• Task directions: When you repeat the entries below, please keep them exact and leave out the pictures.

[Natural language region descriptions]
****************
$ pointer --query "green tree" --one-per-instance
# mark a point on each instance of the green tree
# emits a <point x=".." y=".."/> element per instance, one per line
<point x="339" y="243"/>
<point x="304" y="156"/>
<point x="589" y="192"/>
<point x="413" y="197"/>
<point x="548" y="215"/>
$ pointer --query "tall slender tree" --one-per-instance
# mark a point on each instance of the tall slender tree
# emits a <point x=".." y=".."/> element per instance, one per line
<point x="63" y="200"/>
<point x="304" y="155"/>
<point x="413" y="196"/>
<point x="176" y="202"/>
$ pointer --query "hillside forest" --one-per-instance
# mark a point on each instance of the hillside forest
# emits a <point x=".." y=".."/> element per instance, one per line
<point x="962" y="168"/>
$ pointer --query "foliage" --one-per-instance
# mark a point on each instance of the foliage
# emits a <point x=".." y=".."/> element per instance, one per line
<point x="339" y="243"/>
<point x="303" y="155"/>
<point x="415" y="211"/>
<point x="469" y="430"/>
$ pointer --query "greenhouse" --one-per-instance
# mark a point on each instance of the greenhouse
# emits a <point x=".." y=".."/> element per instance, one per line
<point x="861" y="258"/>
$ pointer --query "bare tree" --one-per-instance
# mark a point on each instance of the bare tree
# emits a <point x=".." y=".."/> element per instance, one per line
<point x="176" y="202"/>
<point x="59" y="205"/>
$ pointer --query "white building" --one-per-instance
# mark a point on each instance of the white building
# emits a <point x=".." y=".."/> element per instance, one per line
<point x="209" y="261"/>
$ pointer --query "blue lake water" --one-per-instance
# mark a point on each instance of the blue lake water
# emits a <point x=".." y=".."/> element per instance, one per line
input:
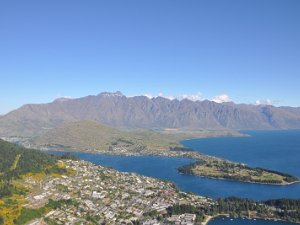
<point x="277" y="150"/>
<point x="228" y="221"/>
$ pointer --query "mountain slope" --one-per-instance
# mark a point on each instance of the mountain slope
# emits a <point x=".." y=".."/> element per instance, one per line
<point x="117" y="110"/>
<point x="89" y="135"/>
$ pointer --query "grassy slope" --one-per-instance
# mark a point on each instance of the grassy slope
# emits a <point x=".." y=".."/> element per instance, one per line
<point x="233" y="171"/>
<point x="88" y="135"/>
****************
• Output:
$ pointer --query "green tree" --one-per-instance
# mark a point on each instance of the green tree
# emits a <point x=".." y=".."/> element per instance, one per line
<point x="339" y="243"/>
<point x="304" y="156"/>
<point x="589" y="192"/>
<point x="413" y="197"/>
<point x="548" y="215"/>
$ pointer --query "tall slender tree" --one-per-instance
# mark a point on each instance of the tall slender tree
# emits a <point x=".." y=".."/> element per instance, one per line
<point x="63" y="200"/>
<point x="304" y="155"/>
<point x="413" y="196"/>
<point x="176" y="202"/>
$ pointer --query "hillside forest" --one-per-instance
# mark a point on each instance of the hillside forest
# emits a <point x=".." y=".."/> element per instance, one per line
<point x="962" y="168"/>
$ pointer --query "foliage" --one-per-instance
# mark a point on each instance of the foliage
# emits a <point x=".." y=".."/> element per instance, one per line
<point x="339" y="243"/>
<point x="303" y="155"/>
<point x="415" y="211"/>
<point x="469" y="430"/>
$ pointer --query "greenhouse" --one-per-instance
# mark a point on each instance of the greenhouse
# emits a <point x=".." y=".."/> element per instance, one per line
<point x="861" y="258"/>
$ pointer --query "bare tree" --one-per-instance
# mark a point on each instance of the bare tree
# emits a <point x=".." y=".."/> element per instance, one per line
<point x="176" y="202"/>
<point x="59" y="205"/>
$ pointer --query "white building" --one-per-instance
# mark a point on each instance of the white building
# emits a <point x=".." y=".."/> element per instance, one per line
<point x="209" y="261"/>
$ pointer --query "blue lake water" --one-per-instance
# mark a point on each instance of the blue lake water
# emits a <point x=".." y=".."/> element per instance, one per line
input:
<point x="277" y="150"/>
<point x="228" y="221"/>
$ pointer --query "mountain slope" --one-per-instance
# mark a point on each instance of the mountain slope
# emits a <point x=".." y=".."/> element per instance, one per line
<point x="117" y="110"/>
<point x="89" y="135"/>
$ pointer --query "grassy slope" --one-per-instance
# mark a point on each instance of the grassy slope
# emits a <point x=".." y=".."/> element per instance, one per line
<point x="233" y="171"/>
<point x="88" y="135"/>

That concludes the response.